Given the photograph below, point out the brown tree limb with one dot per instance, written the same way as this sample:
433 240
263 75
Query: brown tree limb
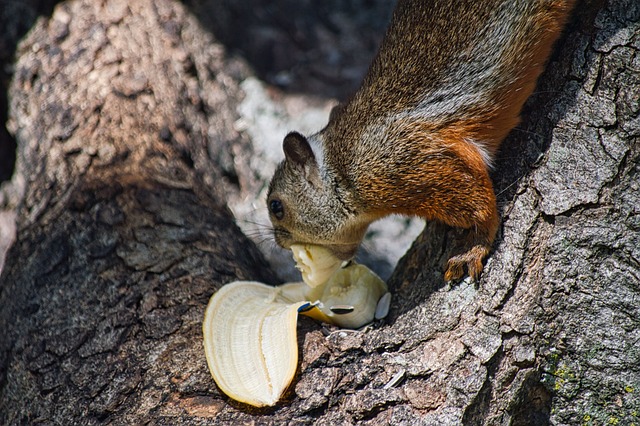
123 235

▶ [Work to complete]
Copy out every line of the records above word for word, omitting the pictures.

▶ [The response]
Given the photograph below, point out the brown tree limb with one dot per instance, written the same way as this sample:
433 240
263 75
Query: brown tree limb
123 235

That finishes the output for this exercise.